++++ RECORDS PROVIDED ++++

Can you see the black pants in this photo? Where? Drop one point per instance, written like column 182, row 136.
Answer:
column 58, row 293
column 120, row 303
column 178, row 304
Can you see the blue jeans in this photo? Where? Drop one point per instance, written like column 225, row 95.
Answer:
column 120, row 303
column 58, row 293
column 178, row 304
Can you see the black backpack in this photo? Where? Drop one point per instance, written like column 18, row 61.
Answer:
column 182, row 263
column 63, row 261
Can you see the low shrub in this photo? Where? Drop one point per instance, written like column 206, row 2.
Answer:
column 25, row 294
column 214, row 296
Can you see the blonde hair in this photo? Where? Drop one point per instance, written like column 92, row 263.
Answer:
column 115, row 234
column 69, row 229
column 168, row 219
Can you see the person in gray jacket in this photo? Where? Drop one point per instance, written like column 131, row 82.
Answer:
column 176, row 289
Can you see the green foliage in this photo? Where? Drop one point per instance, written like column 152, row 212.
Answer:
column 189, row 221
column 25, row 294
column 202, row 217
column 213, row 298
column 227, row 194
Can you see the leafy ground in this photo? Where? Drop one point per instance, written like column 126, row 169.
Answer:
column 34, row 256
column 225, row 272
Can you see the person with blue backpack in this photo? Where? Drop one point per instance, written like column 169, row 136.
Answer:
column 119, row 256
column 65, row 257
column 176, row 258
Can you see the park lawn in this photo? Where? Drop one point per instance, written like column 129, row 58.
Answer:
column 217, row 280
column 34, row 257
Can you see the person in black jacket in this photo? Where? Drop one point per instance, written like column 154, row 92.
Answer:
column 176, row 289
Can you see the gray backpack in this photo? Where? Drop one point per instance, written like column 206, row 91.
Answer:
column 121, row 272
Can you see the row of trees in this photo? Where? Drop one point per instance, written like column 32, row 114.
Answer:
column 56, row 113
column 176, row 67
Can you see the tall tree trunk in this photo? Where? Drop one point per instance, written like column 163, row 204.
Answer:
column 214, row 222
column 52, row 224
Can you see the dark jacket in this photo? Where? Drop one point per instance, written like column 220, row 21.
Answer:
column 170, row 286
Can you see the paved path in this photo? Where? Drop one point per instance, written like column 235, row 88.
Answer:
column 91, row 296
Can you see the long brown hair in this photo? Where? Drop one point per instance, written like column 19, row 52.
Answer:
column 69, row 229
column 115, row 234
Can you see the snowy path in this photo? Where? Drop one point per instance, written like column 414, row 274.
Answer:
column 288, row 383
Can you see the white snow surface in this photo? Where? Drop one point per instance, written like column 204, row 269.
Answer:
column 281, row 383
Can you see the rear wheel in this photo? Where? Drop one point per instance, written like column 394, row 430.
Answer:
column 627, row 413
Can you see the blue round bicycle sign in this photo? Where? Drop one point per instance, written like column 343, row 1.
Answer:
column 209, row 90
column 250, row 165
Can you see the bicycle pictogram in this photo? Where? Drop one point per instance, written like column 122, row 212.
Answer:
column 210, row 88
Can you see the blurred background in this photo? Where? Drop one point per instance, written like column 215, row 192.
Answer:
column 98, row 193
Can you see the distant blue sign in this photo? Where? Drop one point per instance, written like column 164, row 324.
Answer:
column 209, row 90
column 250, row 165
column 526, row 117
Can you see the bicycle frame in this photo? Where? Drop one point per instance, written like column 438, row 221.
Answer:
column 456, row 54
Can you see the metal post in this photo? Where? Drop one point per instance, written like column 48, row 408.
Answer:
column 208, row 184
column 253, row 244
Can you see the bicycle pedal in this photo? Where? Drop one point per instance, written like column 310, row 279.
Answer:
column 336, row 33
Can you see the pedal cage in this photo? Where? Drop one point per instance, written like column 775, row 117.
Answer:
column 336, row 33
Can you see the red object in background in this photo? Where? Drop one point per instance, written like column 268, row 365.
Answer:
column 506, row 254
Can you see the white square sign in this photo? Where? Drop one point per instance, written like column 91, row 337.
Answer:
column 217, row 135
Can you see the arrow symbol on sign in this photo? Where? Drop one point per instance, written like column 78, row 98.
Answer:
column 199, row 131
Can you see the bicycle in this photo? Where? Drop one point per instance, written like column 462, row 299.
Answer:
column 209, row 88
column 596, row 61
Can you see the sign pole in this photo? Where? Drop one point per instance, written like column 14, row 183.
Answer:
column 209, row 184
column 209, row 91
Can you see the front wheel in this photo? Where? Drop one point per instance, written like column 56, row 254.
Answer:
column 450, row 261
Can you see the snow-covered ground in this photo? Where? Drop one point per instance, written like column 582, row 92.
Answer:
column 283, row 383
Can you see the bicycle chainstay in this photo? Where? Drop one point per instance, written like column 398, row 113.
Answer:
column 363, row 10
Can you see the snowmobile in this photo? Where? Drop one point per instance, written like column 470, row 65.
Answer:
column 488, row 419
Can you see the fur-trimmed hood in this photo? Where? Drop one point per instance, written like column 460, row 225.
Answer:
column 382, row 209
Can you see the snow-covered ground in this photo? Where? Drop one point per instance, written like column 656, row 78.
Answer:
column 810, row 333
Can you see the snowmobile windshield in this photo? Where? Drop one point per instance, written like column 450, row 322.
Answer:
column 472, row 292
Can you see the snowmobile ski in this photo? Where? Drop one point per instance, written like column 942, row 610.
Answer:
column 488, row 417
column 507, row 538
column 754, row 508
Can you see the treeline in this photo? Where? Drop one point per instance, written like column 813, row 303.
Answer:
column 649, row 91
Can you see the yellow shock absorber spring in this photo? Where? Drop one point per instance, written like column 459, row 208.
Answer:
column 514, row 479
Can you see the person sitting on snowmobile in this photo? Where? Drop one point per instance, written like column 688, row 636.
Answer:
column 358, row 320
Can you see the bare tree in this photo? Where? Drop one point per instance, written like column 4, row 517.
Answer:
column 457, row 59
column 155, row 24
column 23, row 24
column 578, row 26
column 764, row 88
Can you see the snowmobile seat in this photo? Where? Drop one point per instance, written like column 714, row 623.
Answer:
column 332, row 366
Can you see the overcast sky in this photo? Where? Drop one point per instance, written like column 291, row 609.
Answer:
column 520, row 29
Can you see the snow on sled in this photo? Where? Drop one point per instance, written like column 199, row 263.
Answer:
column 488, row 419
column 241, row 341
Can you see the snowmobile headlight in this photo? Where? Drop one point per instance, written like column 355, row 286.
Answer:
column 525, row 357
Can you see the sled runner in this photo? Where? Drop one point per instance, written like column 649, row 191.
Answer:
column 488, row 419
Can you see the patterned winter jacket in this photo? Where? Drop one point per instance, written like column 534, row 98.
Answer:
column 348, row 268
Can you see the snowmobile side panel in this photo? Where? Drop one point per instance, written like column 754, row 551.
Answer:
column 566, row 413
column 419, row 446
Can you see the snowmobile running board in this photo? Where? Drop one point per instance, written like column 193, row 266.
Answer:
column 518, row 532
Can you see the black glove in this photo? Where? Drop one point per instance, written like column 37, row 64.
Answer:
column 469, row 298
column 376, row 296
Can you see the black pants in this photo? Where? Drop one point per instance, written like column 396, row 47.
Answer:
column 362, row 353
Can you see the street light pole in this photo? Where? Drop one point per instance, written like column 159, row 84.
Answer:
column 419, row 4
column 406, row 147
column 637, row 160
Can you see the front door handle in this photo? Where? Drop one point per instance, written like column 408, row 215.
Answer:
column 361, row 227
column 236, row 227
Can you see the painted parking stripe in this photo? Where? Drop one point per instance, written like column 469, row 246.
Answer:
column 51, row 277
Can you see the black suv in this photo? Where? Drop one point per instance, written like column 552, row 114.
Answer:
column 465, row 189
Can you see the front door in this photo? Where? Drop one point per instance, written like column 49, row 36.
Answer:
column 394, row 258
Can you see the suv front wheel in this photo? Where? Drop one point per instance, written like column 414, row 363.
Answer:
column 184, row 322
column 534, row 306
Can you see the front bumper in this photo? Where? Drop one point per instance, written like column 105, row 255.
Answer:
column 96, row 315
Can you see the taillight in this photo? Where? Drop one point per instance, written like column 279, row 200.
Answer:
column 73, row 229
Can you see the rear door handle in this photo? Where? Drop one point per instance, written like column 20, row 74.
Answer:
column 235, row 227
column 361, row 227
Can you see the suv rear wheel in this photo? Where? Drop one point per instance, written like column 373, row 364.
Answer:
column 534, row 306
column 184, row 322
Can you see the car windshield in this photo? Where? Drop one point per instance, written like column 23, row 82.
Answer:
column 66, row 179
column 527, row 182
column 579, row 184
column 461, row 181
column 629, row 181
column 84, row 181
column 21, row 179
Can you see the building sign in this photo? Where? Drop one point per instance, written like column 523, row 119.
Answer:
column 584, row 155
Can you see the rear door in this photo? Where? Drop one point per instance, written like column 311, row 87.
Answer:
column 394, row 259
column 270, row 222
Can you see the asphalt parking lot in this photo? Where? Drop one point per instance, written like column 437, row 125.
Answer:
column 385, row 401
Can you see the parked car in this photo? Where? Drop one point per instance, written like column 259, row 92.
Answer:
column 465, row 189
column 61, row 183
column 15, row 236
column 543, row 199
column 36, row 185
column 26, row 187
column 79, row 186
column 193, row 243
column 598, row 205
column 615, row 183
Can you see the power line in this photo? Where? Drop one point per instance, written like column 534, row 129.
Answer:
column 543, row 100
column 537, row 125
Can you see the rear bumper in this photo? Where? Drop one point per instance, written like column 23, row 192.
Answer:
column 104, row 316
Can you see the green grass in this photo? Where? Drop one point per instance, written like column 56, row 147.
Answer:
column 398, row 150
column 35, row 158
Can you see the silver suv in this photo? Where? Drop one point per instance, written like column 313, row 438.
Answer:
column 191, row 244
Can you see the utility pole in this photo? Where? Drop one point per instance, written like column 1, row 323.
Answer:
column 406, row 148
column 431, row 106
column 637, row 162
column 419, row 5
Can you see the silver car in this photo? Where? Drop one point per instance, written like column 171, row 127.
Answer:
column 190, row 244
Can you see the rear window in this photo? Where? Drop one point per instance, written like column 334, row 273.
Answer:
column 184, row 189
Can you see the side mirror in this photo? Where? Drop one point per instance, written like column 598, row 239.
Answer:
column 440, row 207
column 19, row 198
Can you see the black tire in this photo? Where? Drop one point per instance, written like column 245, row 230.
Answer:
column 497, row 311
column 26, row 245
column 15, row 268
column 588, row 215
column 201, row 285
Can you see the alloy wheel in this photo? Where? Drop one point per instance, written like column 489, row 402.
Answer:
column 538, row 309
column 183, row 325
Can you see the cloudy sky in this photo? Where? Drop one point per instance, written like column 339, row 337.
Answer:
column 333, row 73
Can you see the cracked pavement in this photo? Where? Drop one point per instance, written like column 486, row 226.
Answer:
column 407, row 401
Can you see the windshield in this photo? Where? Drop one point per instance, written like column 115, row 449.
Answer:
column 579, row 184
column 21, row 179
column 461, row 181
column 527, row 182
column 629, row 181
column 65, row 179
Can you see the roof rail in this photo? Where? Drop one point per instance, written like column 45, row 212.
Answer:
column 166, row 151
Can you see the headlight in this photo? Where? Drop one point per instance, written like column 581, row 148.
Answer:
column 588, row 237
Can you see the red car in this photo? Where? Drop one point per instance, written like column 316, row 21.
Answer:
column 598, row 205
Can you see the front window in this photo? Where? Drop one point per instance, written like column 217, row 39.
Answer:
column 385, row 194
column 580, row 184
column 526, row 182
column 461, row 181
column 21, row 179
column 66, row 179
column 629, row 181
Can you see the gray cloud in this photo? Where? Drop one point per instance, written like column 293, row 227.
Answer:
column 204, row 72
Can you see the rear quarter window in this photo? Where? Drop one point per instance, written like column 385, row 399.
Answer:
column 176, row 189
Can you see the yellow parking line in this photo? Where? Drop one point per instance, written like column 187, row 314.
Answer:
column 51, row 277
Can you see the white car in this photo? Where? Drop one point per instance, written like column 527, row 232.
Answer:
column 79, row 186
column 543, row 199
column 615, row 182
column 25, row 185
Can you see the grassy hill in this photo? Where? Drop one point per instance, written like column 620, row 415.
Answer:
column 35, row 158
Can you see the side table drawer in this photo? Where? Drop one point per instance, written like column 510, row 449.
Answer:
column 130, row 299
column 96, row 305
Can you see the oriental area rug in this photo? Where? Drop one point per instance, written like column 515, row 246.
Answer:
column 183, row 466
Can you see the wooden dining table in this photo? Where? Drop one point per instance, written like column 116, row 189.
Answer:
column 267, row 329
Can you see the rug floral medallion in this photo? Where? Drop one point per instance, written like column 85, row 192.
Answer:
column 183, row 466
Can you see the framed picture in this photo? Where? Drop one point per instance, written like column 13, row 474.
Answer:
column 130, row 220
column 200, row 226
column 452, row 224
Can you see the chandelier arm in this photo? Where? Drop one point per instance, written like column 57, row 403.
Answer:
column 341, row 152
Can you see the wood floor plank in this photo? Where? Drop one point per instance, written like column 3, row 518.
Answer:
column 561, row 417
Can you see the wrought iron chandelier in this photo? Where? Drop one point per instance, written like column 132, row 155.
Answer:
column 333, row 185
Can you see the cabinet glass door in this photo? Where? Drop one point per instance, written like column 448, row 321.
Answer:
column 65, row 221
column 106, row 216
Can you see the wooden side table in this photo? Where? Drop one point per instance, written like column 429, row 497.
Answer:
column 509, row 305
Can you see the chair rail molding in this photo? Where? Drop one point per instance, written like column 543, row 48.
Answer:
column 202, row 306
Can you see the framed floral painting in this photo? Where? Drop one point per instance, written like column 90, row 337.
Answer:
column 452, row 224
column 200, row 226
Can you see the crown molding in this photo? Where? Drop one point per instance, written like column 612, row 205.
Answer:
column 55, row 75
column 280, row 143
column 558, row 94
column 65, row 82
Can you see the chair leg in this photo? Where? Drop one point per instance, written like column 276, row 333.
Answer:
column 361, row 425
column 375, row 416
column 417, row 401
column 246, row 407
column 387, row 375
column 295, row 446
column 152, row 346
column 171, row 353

++++

▸ YOUR OBJECTIVE:
Copy the lines above word for word, starting at the line containing "Can you see the patterned" and ending at the line containing "column 419, row 446", both included.

▸ TASK RESPONSE:
Can you see the patterned winter jacket in this photo? Where? Drop one point per instance, written like column 534, row 98.
Answer:
column 348, row 268
Can you see the snowmobile side panel in this photo? Where? Drop one point per instance, written like column 754, row 551.
Answer:
column 566, row 413
column 419, row 446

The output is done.